Dataset entries:
Start of Block

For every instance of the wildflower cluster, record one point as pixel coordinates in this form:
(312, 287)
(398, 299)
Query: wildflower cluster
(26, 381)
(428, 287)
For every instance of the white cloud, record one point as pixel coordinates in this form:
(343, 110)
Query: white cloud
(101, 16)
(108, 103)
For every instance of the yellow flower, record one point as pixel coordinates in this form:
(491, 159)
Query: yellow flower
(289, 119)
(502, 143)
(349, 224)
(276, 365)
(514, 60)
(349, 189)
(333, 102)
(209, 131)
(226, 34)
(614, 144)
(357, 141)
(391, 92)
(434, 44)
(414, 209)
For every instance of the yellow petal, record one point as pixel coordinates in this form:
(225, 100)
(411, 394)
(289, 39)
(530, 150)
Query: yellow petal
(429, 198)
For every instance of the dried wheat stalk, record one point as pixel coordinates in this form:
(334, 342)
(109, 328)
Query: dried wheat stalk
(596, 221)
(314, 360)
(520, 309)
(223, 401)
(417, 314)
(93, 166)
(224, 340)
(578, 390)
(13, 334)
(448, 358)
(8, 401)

End of Block

Write the data back out verbatim.

For every instance of the wildflower cluster, record one point as pixel coordinates in this form:
(312, 287)
(398, 299)
Query: wildflower cluster
(26, 381)
(428, 287)
For every instance of the white cloud, record one point as pixel coordinates in this form:
(343, 110)
Query: white cloud
(101, 16)
(108, 103)
For every instance of the yellow flower, record one point as pixel coordinates in this form:
(491, 159)
Query: yellow flower
(289, 119)
(502, 143)
(349, 224)
(276, 365)
(514, 60)
(349, 189)
(333, 102)
(209, 131)
(226, 34)
(614, 144)
(357, 141)
(391, 92)
(434, 44)
(414, 209)
For every instance of the yellow petal, record one point as pixel coordinates in this form:
(225, 100)
(411, 394)
(289, 39)
(530, 150)
Query: yellow petal
(429, 198)
For every instance of the dried wheat stalk, record one point as pixel coordinates in this form:
(334, 342)
(109, 328)
Query: dried wheat stalk
(596, 221)
(314, 360)
(520, 309)
(223, 401)
(417, 314)
(93, 166)
(224, 340)
(578, 390)
(13, 334)
(448, 358)
(8, 401)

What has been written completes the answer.